[PROVIDED TEXT]:
There is no way to query only definition or only declaration.

However, we can find, if it is declaration or definition by checking if it has further sub-tree.

Refactoring using clang-rename command

Google has contributed a very useful tool called clang-rename to clang. It can be used to rename symbols in C/C++ files.

Lets consider a project with following two files:

main.c:

#include "stdio.h"

void setup(void) {
        printf("Setting up...\n");
}

static void priv_init(void) {
        printf("Module init for main...\n");
}

void execute(void);

int main() {
        setup();
        priv_init();

        execute();

        return 0;
}

execute.c:

#include "stdio.h"

static void priv_setup() {
        printf("Module init for execute...\n");
}

void setup(void);

void execute() {
        while(1) {
                setup();
                priv_setup();

                do_work();
        }
}

We want to refractor two things in this file:

  1. Rename a global function setup to init in all files
  2. Rename a local function priv_setup in execute.c to execute_init in only that file

Rename global symbols

clang-rename -i -pl -pn -new-name=init -offset=26 execute.c main.c

Output:

clang-rename: renamed at: execute.c:7:6
clang-rename: renamed at: execute.c:11:3
clang-rename: renamed at: main.c:3:6
clang-rename: renamed at: main.c:14:2
clang-rename -i -pl -pn -new-name=execute_init -offset=33 main.c execute.c

Output:

clang-rename: renamed at: execute.c:3:13
clang-rename: renamed at: execute.c:12:3

It refactored the files like magic.

[DATA ENTRIES]:
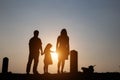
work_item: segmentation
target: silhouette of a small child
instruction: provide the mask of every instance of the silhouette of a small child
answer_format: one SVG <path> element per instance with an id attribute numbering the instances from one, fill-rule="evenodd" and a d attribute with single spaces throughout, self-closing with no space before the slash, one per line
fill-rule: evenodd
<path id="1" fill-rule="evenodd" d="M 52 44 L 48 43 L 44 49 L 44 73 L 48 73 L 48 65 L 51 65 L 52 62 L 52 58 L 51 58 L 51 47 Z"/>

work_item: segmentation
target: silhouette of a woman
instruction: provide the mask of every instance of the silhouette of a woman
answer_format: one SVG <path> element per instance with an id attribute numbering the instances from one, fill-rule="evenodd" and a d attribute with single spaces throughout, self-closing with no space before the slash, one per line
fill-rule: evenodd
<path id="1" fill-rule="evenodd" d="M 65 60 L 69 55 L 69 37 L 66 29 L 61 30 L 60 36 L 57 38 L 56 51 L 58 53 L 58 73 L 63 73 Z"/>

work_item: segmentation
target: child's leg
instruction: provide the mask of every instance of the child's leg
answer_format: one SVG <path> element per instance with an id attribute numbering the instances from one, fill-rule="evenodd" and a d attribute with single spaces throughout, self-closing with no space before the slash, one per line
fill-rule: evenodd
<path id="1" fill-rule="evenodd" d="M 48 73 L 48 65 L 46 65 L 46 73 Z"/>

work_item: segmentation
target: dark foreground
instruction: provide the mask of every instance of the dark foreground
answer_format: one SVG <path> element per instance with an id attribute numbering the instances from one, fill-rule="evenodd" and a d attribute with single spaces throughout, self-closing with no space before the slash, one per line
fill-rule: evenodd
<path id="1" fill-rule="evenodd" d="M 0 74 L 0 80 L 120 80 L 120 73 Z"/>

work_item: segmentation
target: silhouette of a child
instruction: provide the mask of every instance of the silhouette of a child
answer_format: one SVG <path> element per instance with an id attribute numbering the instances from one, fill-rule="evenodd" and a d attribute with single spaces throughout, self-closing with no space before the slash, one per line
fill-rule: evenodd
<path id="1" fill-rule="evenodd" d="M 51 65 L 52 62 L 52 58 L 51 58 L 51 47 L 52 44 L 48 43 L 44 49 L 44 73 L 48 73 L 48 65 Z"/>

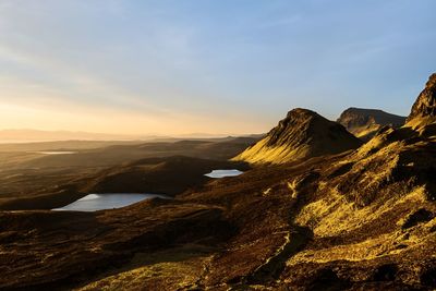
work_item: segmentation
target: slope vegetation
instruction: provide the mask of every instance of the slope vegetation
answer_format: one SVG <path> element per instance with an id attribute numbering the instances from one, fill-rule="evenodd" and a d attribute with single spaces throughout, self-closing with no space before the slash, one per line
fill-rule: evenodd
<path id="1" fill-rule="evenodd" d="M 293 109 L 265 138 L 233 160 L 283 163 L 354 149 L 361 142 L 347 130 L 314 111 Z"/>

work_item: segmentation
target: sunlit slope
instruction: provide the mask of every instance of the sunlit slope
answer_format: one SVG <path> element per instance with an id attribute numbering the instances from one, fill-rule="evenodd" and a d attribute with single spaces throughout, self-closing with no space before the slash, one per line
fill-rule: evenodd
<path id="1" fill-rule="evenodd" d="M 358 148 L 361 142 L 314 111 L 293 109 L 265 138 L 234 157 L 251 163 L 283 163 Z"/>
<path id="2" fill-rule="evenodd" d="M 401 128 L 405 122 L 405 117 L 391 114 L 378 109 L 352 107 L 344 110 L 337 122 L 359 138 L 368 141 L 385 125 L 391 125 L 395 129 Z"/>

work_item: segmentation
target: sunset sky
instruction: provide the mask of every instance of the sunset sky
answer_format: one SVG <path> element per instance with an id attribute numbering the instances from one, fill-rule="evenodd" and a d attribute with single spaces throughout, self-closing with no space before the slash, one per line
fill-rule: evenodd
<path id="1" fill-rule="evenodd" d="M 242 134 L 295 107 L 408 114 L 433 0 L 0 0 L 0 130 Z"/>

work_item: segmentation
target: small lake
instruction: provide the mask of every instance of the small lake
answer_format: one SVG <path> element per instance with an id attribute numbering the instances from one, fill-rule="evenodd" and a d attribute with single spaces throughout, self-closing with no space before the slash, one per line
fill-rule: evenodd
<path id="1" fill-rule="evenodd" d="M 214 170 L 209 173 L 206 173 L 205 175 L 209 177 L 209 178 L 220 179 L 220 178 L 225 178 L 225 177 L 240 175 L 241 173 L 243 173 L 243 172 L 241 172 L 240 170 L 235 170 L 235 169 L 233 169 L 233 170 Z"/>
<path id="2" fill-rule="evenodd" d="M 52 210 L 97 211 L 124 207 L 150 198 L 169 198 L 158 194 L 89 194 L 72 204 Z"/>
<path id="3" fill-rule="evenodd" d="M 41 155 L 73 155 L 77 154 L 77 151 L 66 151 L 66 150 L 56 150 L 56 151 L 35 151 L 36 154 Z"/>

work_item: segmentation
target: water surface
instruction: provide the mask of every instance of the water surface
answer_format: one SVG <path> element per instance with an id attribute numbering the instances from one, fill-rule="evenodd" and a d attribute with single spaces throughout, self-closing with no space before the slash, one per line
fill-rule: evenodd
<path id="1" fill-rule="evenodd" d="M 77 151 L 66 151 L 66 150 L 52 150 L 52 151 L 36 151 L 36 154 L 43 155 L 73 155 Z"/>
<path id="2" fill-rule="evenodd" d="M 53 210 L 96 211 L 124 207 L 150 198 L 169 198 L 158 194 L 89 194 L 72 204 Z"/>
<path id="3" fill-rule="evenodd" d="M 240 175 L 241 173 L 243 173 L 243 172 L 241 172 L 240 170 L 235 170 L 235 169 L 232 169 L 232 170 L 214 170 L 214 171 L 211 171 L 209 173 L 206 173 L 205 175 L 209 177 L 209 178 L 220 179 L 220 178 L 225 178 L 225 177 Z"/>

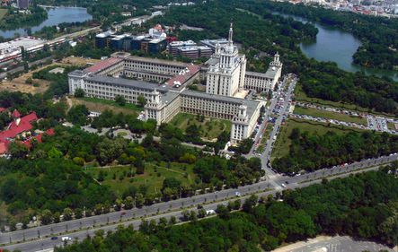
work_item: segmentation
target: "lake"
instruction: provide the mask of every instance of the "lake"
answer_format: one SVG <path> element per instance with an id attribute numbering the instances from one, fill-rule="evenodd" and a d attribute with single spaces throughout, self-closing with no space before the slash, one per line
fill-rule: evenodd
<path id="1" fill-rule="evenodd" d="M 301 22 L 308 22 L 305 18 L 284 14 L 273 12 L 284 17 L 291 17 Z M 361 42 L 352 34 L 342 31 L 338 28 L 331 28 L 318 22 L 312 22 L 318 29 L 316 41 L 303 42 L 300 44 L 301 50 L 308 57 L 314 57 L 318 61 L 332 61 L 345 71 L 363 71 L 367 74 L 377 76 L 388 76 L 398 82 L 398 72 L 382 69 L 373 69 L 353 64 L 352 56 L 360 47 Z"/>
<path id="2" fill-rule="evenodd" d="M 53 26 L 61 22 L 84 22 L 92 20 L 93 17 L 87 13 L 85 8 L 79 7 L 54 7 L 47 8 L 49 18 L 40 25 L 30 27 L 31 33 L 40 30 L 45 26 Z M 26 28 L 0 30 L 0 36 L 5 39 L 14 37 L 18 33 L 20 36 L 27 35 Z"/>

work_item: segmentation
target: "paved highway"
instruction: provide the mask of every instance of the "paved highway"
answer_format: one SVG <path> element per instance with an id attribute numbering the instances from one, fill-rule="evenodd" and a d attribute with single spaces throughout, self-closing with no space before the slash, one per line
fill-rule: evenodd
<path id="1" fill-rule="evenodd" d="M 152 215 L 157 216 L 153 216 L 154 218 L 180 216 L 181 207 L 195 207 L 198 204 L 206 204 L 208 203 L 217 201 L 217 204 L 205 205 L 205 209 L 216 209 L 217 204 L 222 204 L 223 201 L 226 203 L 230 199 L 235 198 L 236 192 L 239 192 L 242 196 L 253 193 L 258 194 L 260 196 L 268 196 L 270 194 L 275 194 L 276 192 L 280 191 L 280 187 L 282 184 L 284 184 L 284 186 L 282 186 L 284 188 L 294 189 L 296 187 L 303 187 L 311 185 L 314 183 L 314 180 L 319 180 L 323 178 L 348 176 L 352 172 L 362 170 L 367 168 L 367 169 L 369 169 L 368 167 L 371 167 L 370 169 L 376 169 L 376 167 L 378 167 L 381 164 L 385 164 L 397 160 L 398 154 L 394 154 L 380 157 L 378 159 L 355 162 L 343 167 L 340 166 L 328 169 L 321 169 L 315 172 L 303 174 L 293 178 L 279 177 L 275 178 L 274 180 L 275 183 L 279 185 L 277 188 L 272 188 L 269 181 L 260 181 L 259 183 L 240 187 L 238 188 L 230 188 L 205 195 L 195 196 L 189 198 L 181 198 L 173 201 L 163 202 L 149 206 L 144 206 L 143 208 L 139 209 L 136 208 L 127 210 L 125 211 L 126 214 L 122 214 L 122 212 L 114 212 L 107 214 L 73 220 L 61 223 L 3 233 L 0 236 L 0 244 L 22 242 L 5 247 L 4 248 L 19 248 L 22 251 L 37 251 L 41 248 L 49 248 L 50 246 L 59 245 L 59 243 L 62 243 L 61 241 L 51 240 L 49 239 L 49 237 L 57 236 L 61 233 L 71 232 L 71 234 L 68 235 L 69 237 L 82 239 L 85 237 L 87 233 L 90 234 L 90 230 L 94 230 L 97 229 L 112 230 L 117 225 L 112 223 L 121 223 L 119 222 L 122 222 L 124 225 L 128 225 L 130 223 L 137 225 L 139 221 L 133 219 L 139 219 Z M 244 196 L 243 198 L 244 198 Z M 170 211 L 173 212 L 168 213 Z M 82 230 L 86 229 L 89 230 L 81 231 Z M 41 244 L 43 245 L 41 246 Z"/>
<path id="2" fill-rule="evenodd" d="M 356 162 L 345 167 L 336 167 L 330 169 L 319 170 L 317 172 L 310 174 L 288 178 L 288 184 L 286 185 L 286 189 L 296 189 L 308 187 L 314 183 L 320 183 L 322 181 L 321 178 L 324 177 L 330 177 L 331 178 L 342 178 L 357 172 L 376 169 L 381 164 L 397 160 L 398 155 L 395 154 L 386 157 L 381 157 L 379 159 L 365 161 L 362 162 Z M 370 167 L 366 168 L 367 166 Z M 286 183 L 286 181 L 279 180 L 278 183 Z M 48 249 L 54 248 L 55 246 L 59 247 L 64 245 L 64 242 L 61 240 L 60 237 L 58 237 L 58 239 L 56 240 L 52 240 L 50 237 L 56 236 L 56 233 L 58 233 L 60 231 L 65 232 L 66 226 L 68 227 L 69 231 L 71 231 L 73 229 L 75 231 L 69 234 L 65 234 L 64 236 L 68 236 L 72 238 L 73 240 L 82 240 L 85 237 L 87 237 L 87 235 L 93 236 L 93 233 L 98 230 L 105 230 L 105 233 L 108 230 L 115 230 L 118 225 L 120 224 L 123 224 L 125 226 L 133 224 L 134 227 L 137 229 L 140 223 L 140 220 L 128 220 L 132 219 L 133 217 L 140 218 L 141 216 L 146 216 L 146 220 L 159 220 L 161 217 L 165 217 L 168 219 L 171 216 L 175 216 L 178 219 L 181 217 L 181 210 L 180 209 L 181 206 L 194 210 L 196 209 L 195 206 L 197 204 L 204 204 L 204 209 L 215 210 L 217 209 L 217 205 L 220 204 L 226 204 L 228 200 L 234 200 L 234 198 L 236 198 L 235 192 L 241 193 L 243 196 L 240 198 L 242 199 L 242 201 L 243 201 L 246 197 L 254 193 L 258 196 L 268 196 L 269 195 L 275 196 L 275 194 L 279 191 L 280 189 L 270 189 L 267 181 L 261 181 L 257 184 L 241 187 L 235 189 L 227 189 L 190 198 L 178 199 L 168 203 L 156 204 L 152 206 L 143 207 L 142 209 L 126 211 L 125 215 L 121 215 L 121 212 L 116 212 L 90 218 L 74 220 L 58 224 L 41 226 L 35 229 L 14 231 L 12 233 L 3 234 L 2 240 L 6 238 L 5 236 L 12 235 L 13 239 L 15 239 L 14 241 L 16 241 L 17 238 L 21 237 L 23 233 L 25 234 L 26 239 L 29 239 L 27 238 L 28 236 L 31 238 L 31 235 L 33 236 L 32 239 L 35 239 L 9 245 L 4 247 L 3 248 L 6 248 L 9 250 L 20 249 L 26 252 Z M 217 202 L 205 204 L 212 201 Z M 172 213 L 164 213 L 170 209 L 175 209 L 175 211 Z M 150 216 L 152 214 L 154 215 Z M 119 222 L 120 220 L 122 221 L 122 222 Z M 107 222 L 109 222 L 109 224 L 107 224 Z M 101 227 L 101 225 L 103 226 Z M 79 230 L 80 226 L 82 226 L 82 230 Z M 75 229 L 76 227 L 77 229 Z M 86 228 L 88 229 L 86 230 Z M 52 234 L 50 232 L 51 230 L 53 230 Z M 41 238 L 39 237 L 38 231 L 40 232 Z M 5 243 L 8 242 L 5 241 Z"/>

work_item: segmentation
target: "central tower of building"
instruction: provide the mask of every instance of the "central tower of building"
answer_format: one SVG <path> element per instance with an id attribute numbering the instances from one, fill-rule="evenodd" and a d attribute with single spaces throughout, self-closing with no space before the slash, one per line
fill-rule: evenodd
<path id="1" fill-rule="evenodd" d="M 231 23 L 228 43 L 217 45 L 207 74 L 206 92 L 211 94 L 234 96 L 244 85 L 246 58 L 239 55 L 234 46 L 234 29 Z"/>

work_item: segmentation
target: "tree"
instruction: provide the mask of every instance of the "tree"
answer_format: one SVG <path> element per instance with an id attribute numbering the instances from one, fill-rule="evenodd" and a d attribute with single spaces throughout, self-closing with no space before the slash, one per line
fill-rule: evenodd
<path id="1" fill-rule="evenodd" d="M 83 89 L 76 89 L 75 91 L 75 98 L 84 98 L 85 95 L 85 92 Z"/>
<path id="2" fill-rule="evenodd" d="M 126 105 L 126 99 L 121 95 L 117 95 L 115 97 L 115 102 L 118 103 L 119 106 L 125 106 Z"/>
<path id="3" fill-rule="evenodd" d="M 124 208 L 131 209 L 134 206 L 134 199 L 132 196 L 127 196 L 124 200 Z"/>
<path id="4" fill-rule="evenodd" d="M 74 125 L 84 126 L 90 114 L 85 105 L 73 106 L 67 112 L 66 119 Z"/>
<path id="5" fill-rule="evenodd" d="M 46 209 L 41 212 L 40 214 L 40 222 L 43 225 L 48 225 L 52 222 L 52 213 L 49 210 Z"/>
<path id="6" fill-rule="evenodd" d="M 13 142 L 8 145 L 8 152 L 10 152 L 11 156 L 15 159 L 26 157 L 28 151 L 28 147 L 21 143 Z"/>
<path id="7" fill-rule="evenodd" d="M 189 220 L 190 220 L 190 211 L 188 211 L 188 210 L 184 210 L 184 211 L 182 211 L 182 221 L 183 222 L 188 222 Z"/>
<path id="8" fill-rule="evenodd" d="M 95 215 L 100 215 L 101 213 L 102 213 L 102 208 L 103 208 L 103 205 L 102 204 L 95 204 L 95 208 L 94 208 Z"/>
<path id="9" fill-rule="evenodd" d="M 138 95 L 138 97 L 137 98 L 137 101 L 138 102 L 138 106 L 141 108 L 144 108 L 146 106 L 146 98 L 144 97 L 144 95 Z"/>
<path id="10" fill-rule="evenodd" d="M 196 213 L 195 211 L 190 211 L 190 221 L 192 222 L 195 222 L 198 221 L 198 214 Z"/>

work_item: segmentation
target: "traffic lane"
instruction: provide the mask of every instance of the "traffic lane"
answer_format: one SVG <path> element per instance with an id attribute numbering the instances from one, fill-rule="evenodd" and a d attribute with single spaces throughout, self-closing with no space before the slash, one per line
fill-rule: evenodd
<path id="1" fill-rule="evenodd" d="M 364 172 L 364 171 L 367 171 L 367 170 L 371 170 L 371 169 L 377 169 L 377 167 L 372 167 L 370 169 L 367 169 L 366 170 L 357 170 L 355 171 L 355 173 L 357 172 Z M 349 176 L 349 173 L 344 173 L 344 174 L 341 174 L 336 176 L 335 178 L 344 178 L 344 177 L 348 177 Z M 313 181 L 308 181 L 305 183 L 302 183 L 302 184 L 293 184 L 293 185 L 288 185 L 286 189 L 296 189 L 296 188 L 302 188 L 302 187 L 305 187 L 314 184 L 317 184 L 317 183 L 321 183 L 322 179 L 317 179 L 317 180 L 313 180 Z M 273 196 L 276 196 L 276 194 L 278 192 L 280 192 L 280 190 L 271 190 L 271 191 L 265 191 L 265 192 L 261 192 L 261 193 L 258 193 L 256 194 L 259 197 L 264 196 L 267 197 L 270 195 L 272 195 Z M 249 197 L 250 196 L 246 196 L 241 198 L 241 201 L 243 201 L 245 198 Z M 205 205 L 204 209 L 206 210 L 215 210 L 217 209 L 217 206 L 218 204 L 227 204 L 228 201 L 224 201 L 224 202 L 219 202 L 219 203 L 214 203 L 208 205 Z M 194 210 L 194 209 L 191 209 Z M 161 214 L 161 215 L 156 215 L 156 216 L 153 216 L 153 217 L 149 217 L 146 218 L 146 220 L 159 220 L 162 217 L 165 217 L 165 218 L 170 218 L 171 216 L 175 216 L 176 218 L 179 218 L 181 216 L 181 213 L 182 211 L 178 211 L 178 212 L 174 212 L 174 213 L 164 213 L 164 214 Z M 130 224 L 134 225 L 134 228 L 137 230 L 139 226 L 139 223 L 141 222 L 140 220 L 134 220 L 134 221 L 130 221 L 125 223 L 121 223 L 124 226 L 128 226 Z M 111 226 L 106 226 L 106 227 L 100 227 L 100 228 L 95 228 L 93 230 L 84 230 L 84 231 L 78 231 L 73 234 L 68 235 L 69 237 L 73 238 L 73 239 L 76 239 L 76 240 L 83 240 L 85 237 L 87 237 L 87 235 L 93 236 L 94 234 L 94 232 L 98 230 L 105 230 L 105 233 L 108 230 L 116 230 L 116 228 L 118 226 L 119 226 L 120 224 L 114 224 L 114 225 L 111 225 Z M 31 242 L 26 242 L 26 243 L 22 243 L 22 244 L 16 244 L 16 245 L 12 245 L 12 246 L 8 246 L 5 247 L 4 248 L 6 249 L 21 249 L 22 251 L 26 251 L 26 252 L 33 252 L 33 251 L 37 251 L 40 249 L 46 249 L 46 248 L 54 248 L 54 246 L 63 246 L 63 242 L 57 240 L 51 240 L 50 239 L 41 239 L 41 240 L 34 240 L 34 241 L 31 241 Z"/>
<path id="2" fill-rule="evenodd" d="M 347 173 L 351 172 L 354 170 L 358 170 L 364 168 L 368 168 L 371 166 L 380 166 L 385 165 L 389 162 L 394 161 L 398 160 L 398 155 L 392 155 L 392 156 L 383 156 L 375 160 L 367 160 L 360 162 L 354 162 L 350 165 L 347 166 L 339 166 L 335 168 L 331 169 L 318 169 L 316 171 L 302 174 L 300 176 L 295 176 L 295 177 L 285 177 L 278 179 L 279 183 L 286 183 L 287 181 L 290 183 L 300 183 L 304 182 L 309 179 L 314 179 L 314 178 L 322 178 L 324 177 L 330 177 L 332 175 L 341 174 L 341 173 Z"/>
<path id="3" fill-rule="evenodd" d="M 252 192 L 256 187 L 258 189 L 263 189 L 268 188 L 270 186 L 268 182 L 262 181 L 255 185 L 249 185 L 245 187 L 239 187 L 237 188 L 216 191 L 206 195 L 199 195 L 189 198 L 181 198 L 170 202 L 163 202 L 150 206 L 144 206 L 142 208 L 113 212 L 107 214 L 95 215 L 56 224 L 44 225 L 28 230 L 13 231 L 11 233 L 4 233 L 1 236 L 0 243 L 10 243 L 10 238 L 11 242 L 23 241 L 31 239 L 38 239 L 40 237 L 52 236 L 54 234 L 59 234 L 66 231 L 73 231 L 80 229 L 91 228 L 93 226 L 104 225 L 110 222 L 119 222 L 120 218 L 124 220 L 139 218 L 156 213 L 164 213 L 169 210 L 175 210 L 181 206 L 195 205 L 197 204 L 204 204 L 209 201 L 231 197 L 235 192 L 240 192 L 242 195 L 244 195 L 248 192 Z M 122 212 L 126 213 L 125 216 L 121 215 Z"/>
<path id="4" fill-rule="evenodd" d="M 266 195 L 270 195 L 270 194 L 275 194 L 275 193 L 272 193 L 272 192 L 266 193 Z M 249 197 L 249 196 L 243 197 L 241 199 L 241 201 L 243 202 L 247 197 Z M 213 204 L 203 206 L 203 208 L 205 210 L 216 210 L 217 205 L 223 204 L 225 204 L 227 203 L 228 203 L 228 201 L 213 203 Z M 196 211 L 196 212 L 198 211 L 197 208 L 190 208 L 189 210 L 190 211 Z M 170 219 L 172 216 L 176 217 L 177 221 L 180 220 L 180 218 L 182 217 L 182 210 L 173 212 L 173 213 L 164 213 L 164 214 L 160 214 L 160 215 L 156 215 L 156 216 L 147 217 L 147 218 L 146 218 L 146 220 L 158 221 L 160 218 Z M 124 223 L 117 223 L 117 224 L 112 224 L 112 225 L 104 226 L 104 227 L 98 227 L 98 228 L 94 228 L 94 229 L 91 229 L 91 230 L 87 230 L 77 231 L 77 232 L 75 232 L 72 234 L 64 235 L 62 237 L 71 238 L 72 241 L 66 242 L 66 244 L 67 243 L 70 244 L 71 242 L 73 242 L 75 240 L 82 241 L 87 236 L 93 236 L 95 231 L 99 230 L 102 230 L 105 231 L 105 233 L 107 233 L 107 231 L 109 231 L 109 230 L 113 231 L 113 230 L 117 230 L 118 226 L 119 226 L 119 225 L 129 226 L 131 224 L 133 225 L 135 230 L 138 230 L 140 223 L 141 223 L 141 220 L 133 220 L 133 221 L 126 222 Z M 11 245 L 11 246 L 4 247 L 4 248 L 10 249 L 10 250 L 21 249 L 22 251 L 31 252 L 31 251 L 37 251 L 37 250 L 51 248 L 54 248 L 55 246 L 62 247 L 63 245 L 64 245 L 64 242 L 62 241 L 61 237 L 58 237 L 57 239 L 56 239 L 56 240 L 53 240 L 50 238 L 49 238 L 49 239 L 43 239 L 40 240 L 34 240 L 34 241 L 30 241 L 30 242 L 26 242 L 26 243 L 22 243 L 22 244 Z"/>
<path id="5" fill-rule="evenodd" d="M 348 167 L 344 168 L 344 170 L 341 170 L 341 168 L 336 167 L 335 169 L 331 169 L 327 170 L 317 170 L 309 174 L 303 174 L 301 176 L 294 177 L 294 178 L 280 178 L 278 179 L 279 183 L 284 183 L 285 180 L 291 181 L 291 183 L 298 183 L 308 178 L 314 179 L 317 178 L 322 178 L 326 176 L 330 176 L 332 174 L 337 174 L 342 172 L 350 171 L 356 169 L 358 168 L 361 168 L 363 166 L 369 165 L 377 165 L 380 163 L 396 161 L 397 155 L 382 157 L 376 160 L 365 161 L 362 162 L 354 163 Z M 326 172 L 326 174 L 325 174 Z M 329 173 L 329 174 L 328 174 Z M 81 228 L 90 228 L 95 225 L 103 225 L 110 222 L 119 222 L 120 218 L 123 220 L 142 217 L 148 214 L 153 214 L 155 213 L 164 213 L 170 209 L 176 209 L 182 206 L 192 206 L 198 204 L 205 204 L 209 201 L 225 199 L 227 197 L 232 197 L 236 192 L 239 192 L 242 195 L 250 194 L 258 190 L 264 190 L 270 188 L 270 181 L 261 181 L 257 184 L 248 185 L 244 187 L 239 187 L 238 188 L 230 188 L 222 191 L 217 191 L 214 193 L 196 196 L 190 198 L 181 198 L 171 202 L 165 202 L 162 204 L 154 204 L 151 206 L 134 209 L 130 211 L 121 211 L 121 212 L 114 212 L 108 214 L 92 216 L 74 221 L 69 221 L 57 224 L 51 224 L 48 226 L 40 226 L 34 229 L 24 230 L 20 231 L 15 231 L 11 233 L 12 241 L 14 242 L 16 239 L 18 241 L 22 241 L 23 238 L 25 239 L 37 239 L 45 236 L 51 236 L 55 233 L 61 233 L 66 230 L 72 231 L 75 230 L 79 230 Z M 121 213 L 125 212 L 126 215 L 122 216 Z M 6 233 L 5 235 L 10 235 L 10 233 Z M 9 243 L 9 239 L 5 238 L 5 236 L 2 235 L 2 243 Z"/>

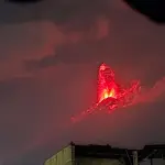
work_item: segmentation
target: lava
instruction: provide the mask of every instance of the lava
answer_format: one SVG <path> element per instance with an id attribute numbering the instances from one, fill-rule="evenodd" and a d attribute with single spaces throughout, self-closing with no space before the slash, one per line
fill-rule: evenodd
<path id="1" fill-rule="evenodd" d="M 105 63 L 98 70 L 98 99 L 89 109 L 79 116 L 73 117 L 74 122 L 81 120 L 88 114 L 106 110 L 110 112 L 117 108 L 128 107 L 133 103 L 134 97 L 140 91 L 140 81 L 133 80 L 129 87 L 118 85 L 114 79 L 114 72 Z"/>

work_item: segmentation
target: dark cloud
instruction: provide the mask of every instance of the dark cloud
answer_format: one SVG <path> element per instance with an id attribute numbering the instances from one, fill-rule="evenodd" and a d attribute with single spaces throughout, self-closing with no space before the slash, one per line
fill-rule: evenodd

[EXERCISE DESCRIPTION]:
Please write out the part of the clang-rename text starting at "However, we can" and ending at "in C/C++ files.", keeping every word and character unchanged. This data was drawn from a separate source.

[THE ANSWER]:
However, we can find, if it is declaration or definition by checking if it has further sub-tree.

Refactoring using clang-rename command

Google has contributed a very useful tool called clang-rename to clang. It can be used to rename symbols in C/C++ files.